- Selected text -
Watermelon Balls: The Third Degree

Here's a little something from the Taipei Times a while back, which you won't find on their site. It comes from the weekly Johnny Neihu column - the irreverence and humour of which I truly appreciate. The elusive Cathy Pacific appears to be Johnny's main squeeze, and has only made this one, very special, guest appearance. (ppssssst: I heard she nearly made Johnny lose his job).

Anyway, without further ado, I present:


What's green all over, lives in an ivory tower, and has balls the size of watermelons?

You have three guesses.

Or, better yet, while my man Johnny is busy in the bathroom making offerings to the porcelain goddess (he read a New York Times article by Edward Wong last night, immediately took ill, and asked me to step in), allow me to elucidate on this cryptic question.

Take a look at the article
"Intellectuals must be the watermelon effect's foe" in the Taipei Times (March 8, page 8). Did this piece of obnoxious, idiotic and masturbatory crap also make you projectile-vomit onto your morning paper? Good, because I did.

You really don't want to visit Neihu Mansions right now.

For those of you lucky enough to have kept your
youtiao and doujiang down, let me update you on the latest theory why the Democratic Progressive Party (DPP) will lose the presidential election.

According to
Hsu Yung-ming (徐永明), professor of political science at Soochow University, the DPP will eat shit on March 22.

- Material -
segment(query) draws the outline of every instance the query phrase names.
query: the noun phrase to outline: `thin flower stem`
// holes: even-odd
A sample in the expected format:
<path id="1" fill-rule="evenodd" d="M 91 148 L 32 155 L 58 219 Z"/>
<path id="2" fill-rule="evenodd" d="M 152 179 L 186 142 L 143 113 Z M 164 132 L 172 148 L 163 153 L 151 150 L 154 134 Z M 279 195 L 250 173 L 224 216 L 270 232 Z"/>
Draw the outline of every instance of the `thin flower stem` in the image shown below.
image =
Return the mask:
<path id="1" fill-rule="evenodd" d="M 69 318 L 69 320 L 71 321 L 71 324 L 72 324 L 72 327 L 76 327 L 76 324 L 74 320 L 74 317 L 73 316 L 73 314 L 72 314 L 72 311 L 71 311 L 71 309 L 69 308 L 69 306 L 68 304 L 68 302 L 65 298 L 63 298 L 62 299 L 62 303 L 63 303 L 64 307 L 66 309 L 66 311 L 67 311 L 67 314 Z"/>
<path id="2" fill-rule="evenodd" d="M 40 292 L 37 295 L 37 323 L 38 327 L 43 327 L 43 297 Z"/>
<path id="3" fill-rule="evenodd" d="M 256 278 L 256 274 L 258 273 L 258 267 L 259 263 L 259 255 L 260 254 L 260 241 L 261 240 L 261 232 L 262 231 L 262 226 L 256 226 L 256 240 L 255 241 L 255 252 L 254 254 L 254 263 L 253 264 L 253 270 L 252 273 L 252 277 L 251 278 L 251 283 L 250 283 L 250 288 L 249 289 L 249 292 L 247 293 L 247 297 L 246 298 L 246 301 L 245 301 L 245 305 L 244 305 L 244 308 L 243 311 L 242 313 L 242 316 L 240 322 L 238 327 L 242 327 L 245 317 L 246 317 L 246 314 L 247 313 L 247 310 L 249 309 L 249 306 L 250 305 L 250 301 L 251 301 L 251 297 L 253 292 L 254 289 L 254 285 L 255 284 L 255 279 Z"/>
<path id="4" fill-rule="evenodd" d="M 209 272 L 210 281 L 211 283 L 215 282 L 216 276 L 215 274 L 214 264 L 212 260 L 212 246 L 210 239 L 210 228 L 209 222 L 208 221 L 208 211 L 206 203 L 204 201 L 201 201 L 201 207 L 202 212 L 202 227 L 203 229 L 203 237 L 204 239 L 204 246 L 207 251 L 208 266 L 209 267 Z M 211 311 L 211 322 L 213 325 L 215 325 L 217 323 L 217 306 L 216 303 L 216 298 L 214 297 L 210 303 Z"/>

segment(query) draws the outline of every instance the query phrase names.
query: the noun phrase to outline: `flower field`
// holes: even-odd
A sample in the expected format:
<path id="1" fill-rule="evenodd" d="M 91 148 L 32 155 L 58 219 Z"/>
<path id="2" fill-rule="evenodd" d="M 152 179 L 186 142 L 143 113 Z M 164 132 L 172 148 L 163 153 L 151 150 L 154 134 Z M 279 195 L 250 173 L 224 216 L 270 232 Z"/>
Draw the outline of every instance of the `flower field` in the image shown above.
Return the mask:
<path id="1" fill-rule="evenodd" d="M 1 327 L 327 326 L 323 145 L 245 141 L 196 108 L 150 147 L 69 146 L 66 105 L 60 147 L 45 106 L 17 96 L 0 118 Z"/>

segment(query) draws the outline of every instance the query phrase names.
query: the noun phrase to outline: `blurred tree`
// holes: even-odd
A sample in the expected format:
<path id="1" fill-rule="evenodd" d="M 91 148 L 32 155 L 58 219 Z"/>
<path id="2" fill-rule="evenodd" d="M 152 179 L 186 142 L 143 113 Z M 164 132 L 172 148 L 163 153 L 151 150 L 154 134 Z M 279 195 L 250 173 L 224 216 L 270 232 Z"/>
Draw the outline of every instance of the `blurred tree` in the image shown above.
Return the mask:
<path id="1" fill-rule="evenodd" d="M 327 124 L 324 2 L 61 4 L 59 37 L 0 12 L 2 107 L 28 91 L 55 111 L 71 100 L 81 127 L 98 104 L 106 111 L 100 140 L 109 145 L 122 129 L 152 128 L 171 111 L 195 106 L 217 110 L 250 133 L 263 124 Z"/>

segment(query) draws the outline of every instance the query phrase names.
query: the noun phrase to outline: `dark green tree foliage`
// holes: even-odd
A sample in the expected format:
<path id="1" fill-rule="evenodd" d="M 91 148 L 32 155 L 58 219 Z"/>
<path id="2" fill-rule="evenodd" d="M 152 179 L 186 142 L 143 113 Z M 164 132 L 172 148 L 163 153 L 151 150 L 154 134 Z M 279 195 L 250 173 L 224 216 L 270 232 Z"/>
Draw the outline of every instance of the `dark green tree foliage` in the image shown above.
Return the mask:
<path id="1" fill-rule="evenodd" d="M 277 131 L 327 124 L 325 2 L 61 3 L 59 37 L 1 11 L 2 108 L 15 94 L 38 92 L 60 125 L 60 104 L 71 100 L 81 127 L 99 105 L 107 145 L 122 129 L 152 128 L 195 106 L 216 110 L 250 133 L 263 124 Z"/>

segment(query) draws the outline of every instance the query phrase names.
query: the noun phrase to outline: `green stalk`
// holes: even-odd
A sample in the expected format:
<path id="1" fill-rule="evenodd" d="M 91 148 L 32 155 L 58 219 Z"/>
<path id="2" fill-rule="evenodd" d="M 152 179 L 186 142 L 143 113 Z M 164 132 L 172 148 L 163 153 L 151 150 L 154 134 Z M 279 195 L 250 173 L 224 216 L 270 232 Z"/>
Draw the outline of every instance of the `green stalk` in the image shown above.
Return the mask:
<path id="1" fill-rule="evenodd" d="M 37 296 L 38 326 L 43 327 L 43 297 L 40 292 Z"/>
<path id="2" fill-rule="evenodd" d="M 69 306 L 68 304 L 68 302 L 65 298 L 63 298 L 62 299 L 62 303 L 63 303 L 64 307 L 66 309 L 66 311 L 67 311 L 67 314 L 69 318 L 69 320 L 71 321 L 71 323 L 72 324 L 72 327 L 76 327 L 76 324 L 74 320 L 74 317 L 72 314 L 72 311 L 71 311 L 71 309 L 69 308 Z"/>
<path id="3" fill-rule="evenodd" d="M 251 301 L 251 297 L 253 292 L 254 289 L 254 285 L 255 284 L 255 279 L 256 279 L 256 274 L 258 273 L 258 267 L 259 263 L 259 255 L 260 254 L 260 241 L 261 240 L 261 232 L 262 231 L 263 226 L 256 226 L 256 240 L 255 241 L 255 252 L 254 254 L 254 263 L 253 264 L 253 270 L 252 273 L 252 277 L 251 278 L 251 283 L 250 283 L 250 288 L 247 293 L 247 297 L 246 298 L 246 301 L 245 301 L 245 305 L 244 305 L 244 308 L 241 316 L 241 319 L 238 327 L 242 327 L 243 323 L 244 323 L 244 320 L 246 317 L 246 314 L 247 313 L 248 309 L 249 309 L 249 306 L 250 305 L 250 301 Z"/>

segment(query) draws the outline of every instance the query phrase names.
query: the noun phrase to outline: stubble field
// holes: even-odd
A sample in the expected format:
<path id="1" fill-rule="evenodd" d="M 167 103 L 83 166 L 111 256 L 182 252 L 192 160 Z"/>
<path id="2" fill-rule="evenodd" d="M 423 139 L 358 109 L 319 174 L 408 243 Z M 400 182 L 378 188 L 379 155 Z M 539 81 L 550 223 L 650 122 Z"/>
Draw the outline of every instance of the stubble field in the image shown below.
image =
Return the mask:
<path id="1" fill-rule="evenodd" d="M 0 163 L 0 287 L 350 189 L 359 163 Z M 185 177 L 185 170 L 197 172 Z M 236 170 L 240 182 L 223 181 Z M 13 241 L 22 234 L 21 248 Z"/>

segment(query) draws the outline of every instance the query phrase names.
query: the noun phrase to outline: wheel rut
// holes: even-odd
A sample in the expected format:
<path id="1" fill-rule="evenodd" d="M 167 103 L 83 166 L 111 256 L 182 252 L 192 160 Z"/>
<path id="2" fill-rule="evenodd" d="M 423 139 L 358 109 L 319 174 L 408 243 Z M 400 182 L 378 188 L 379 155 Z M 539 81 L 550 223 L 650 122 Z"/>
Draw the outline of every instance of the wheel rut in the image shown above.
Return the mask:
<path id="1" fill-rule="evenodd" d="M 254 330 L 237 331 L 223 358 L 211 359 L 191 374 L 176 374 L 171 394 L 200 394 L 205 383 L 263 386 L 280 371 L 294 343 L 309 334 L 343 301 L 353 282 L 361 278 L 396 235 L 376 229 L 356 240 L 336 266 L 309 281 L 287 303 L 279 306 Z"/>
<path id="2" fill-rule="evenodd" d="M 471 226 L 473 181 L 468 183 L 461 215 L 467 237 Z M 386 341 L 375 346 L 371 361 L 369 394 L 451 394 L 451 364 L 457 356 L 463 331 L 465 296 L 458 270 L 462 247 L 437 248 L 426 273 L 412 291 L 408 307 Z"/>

- Stated goal 1 -
Retype the part of the Watermelon Balls post between "What's green all" and "because I did.", inclusive.
- Stated goal 2 -
Extend the Watermelon Balls post by writing what comes after its final sentence.
You won't need the items for any of this.

- Response 1 -
What's green all over, lives in an ivory tower, and has balls the size of watermelons?

You have three guesses.

Or, better yet, while my man Johnny is busy in the bathroom making offerings to the porcelain goddess (he read a New York Times article by Edward Wong last night, immediately took ill, and asked me to step in), allow me to elucidate on this cryptic question.

Take a look at the article
"Intellectuals must be the watermelon effect's foe" in the Taipei Times (March 8, page 8). Did this piece of obnoxious, idiotic and masturbatory crap also make you projectile-vomit onto your morning paper? Good, because I did.

- Response 2 -
Not because the general public understands that their idea of governance is putting assclowns like Government Information Office Minister
Shieh Jhy-wey (謝志偉), Minister of Education Tu Cheng-sheng (杜正勝) and Tu's lapdog Chuang Kuo-jung (莊國榮) in the spotlight to divert attention from incompetence elsewhere.

Not because they have been caught funnelling money from the public coffers into "private" businesses set up to provide a cushy landing pad for party VIPs.

Not the myriad other reasons why we would be disappointed - and more than a little pissed off with - the party that promised so much and delivered a lot less.

No, no, no, no, no - these reasons are far too simple and straightforward for the great and abstract mind of Professor Hsu.

Hsu has been kind and condescending enough to inform us that the real reason why the DPP is bound to bite electoral dust is because the masses are fundamentally misguided, psychologically unsound and incapable of rational analysis.

I quote: "
As many believe that [KMT presidential candidate Ma Ying-jeou 馬英九] has a good chance of winning the election, they are flocking to jump on the bandwagon and demonstrate their correctness... voters want to be in the winning camp to avoid the psychological consequences of losing... they deliberately ignore squabbles over the character of candidates, as these background noises would interfere with a sense of personal fulfilment."

Abso-frigging-lutely brilliant. Don't even bother pardoning my French.

If that's all the intellectual prowess and rational faculty required to become a professor of political science, then I should have tenure at Oxford and my own shaded parking spot by now.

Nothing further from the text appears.